___ Text section

Anheuser Busch

Anheuser Busch has approx. 12 or so brewery’s in the US. Each day they fly samples from each to headquarters for quality testing. Are these samples flown private or catch a commercial flight? Can any of these flights be tracked. I believe most of the AB planes are blocked.

FedEx?

Don’t know how the used to do it, but A-B no longer has a flight department. They are gone, gone, gone. Another casuality of the economy and being bought by a foreign company.

One can only hope…any and all business is good!!

I’m pretty certain the tale of flying daily samples to the “home” brewery in St. Louis is a myth.

Each refinery has its own testing lab as well as its own brewmaster, what purpose would be served by shipping a sample to St. Louis?

Working in the Quality Control department at A-B wouldn’t suck! As long as Bud Light tastes like bananas, it’s ready to ship.

You’re partially right. It appears that samples are flown to St Louis but on a weekly, not daily, basis.

Since we happened to be there on Friday St. Louis Sr. Brewmaster Greg Sullentrop and Jane Killebrew-Galeski, Sr. Director of New Products for Brewing, described how a typical Budweiser tasting would go. Fifteen breweries make Budweiser - twelve in the U.S. plus the research brewery in St. Louis, the Stag brewery in London and the Wuhan brewery in China - and samples from each are flown in to be tasted.

______
___ Data under study

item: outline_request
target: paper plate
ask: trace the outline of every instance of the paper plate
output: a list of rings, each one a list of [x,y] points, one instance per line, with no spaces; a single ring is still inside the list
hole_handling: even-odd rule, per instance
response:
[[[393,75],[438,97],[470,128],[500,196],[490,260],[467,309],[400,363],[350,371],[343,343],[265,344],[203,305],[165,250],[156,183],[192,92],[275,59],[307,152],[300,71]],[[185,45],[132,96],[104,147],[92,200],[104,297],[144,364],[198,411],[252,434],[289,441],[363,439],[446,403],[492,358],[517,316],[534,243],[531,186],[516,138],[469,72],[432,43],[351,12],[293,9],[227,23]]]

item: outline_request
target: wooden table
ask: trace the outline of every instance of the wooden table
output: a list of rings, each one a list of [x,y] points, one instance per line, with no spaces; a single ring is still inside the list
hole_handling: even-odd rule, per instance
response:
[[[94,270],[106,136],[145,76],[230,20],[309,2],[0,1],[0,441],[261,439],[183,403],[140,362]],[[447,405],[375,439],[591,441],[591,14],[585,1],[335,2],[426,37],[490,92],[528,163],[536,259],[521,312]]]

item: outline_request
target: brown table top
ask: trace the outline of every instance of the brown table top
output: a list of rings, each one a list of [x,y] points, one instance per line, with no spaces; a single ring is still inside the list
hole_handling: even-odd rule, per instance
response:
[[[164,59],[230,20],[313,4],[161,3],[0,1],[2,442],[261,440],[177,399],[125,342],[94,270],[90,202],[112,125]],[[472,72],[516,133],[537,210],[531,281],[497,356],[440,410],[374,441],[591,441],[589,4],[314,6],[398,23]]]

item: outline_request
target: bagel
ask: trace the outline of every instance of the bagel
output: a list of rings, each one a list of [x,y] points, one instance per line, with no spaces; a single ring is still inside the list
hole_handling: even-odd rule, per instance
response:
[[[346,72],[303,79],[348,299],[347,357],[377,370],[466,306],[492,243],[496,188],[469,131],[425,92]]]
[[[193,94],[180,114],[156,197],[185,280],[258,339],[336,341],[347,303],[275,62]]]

______

Tasks to carry out:
• 1. According to the Anheuser-Busch thread, how many breweries make Budweiser?
• 2. Resume the Anheuser-Busch thread after its final sentence.
The rows have no connection to the Anheuser-Busch thread.

Answers to the tasks:
• 1. Fifteen: twelve in the U.S., plus the research brewery in St. Louis, the Stag brewery in London and the Wuhan brewery in China.

• 2.
Source: beer.about.com/od/commercialbeers/a/ABQC.htm

Actually… they still own 6 airplanes. All Falcons. 900B, 900EX, a straight 50, and three 50Ex models. N885, N760, N48G, N83FJ, N85F are 4 of them. They are unable to sell them at this point although at least two of them are for sale.

The fact that they still own aircraft doesn’t mean that they still have a flight department. A-B has ceased it’s corporate flight operations.

The last that I’d heard was that since the buyout that at least some of the airplanes would be retained by family members. Although there was a dispute as to who would get to keep what…

Most of the QC occurs before the product is finalized. You’d be tasting unfermented, uncarbonated wort on most occasions. yuck.

My guess is either through Air Net Systems in their cargo LJ-35’s or through Labquest Diagnostics since both companies transport time sensitive cargo and are both HQ’ed not too far away from St. Louis.